#### THE RECORDS
(begin)

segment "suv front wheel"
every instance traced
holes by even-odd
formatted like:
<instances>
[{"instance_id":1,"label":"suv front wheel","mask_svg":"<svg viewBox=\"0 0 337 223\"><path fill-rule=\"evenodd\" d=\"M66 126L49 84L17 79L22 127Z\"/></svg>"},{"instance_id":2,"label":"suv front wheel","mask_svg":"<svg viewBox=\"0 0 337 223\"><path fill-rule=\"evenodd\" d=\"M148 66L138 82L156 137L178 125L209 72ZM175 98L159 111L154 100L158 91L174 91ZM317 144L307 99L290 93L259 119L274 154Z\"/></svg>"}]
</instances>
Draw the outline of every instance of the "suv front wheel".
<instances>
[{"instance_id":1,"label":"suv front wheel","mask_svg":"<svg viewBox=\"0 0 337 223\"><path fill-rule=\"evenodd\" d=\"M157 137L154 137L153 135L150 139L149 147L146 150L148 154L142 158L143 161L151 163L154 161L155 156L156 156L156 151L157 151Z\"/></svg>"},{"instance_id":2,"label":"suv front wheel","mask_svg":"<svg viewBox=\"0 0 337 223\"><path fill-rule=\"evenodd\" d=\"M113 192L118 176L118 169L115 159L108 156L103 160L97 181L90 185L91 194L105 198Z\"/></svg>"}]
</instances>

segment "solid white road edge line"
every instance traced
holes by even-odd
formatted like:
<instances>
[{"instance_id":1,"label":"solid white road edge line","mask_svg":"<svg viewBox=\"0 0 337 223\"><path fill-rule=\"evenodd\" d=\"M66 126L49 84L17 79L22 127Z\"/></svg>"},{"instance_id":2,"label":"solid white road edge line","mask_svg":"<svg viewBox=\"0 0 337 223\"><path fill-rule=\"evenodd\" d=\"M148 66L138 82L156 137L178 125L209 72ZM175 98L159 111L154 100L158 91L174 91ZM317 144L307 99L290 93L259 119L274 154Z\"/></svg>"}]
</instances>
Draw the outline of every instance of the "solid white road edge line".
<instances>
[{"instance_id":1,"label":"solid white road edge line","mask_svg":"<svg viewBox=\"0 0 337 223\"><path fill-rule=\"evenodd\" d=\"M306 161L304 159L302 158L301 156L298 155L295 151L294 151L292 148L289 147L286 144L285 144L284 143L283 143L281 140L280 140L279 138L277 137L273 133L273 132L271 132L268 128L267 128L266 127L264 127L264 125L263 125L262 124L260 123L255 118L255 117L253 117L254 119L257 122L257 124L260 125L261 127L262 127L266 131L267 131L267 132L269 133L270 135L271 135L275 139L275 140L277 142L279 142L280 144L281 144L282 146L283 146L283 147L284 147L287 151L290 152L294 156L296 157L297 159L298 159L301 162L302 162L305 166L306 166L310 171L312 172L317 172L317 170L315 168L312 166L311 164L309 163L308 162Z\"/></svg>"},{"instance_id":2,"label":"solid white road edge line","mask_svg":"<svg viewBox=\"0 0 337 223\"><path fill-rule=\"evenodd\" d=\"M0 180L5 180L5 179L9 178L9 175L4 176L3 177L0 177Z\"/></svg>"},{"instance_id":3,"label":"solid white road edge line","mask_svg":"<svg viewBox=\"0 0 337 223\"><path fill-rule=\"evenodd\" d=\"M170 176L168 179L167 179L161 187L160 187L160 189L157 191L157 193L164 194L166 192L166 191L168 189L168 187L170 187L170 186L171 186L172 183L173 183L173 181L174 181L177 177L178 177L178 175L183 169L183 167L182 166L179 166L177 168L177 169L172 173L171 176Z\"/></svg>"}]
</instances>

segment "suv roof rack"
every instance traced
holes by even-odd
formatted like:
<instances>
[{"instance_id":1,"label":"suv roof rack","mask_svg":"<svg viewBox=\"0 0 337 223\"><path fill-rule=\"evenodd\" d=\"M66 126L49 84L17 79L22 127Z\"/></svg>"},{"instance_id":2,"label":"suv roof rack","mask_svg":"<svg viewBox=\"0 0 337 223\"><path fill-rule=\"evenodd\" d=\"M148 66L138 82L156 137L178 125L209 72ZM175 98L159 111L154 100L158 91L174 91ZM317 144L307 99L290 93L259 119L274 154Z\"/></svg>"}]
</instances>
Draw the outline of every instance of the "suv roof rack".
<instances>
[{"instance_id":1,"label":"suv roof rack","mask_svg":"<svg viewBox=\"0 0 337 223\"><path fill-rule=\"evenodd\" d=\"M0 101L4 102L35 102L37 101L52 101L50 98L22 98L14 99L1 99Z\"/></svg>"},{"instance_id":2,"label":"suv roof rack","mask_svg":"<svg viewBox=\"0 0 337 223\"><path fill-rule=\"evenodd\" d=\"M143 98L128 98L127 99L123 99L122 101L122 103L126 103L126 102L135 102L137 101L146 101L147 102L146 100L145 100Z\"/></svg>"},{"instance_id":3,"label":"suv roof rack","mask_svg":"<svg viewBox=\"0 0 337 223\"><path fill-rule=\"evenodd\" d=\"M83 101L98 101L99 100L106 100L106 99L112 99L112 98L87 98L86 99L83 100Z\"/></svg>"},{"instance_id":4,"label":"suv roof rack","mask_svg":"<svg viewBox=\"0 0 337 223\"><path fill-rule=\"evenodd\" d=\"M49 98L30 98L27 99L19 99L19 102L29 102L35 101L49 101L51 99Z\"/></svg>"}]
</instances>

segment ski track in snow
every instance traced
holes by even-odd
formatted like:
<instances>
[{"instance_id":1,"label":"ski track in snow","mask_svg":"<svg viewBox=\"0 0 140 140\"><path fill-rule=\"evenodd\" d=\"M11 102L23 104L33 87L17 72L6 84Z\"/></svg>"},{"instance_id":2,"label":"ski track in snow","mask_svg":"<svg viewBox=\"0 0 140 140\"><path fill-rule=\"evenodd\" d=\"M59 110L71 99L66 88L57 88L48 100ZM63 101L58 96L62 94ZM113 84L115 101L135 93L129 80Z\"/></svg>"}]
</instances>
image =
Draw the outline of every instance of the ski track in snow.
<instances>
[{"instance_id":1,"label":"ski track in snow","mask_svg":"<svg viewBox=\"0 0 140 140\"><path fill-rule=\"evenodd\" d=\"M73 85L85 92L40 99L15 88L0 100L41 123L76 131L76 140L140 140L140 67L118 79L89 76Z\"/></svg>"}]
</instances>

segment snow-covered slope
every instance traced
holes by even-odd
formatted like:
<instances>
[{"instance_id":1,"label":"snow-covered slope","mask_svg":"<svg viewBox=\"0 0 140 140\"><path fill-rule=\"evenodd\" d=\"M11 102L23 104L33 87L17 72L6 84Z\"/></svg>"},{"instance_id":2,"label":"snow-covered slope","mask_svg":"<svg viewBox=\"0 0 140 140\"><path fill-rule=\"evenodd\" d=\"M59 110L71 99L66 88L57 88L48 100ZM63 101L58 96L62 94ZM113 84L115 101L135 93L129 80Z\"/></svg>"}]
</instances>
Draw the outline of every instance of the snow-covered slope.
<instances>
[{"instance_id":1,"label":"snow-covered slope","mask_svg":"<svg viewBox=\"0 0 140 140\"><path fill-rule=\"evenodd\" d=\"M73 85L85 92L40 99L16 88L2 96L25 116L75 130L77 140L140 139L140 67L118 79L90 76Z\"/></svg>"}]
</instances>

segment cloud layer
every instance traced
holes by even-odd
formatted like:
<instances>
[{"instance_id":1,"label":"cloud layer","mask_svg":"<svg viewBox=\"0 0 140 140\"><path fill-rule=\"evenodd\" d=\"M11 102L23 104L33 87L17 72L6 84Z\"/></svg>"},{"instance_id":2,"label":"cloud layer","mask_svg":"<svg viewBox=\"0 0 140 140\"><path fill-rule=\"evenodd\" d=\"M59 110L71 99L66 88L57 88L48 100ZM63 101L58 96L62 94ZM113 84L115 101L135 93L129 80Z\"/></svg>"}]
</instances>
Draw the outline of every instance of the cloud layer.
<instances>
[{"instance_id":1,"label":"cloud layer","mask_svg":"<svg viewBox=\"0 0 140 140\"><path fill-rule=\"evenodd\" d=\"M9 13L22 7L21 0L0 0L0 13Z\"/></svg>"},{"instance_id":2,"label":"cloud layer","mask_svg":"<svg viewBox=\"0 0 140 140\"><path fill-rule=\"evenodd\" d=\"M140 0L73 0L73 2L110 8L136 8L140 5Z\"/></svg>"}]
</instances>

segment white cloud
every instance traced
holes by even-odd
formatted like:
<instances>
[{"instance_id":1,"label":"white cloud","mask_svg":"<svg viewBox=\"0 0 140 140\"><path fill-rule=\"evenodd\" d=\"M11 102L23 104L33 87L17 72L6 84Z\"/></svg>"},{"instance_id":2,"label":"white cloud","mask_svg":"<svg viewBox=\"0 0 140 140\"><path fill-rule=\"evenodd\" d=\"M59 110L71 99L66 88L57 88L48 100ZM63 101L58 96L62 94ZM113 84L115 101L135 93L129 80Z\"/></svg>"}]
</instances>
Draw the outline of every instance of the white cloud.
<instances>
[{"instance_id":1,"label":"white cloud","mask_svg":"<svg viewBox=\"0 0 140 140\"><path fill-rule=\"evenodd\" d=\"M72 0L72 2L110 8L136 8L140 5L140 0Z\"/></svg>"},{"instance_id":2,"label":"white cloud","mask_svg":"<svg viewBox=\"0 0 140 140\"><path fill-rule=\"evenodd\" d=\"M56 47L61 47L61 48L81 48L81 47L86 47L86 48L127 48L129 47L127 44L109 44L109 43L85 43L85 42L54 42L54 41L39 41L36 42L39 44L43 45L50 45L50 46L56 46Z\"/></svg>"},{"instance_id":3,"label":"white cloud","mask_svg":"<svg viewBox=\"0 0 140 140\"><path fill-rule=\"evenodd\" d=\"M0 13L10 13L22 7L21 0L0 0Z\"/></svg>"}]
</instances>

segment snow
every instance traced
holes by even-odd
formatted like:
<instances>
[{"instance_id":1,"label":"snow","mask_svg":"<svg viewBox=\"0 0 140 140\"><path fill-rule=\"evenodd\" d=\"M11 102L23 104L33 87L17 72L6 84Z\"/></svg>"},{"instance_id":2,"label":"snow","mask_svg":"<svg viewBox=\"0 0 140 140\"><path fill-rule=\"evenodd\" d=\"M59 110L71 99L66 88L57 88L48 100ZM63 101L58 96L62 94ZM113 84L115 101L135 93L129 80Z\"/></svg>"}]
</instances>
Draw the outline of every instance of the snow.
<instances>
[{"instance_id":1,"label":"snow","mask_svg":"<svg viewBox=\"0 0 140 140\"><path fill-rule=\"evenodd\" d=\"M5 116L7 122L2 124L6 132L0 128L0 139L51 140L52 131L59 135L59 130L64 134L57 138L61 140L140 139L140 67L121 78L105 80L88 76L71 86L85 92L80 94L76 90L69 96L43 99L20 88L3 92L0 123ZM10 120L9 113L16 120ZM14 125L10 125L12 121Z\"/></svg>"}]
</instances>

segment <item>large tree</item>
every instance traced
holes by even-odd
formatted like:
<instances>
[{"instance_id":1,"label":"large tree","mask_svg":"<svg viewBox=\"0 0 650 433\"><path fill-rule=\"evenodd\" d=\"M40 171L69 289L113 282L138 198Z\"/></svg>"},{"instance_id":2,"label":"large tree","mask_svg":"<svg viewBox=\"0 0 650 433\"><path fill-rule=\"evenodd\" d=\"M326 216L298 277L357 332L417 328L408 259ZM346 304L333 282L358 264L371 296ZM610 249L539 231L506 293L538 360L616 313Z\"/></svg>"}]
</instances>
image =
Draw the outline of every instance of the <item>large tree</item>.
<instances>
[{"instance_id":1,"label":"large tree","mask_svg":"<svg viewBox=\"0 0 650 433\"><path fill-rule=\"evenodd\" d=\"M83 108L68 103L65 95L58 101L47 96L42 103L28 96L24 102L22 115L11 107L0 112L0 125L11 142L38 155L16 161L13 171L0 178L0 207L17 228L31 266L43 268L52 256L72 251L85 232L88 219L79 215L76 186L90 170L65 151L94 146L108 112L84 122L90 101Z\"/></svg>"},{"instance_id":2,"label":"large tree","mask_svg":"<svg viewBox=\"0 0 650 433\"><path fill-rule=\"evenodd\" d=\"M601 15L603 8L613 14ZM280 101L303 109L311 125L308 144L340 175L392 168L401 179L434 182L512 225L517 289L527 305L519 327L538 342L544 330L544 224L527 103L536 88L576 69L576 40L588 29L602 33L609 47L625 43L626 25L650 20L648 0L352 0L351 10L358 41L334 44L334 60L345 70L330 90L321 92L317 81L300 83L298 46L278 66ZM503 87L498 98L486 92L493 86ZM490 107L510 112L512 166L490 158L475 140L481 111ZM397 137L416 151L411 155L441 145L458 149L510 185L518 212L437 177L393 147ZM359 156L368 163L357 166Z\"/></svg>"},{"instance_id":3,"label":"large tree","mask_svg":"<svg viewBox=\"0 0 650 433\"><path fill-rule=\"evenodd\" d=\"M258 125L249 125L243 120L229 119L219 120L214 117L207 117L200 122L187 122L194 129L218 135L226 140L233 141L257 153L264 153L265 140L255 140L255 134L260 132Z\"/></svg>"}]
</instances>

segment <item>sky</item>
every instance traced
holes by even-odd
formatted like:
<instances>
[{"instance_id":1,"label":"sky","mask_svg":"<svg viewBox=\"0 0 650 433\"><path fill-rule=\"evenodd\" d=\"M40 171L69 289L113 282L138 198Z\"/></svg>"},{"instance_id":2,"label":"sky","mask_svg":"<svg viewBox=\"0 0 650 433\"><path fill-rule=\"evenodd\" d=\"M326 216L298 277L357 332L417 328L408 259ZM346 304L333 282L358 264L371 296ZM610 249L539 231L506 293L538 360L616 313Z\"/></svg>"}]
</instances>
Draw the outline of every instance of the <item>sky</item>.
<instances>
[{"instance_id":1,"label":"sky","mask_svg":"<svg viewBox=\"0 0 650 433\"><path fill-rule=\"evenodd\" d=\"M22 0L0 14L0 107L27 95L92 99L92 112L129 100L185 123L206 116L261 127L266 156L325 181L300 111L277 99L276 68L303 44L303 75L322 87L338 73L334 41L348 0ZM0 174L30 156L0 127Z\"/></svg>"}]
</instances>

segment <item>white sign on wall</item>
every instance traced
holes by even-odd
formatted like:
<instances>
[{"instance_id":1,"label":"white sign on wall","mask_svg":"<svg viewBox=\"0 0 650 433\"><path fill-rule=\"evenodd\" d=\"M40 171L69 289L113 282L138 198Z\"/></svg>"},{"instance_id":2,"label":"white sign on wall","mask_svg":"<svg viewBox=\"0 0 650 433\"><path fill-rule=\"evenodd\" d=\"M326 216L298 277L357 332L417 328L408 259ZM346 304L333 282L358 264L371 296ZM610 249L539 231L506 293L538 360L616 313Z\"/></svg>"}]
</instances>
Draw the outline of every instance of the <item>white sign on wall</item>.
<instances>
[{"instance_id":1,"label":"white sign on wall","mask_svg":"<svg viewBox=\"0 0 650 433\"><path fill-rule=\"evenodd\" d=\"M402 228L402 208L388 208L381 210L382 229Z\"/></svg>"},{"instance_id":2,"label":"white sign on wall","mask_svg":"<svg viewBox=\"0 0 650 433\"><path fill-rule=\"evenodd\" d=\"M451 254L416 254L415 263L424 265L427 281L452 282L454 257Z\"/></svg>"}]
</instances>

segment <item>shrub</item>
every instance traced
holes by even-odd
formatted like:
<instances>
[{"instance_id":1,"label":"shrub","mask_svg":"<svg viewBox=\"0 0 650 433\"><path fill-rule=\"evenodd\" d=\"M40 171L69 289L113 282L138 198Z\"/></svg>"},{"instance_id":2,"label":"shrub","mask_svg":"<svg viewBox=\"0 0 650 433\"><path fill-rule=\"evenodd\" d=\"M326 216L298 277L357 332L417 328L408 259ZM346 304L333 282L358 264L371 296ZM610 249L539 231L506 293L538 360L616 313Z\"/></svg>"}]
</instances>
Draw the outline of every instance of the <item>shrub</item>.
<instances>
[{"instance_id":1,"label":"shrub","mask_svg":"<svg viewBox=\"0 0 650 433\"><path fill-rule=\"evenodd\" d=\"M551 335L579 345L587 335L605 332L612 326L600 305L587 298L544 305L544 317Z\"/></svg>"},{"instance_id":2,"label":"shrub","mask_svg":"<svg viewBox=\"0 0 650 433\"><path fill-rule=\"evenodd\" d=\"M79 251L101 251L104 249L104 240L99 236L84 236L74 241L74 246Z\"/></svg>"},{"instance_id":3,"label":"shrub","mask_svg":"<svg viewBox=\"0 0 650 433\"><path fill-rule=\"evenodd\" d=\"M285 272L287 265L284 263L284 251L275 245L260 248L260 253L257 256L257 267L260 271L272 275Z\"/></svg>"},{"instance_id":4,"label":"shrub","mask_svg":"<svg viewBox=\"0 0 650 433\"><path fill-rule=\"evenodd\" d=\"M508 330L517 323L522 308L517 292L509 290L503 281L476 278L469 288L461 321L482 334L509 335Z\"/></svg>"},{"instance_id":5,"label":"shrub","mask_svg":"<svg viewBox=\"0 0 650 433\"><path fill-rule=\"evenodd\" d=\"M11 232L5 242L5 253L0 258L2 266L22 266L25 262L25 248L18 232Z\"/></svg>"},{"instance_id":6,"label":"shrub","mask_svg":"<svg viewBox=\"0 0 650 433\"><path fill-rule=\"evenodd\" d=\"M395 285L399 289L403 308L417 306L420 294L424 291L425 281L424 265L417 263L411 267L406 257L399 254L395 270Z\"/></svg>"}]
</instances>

(end)

#### PROBLEM TO WORK ON
How many lines of the rows above contain the string "segment"? Reply with the number alone.

#### RESULT BELOW
12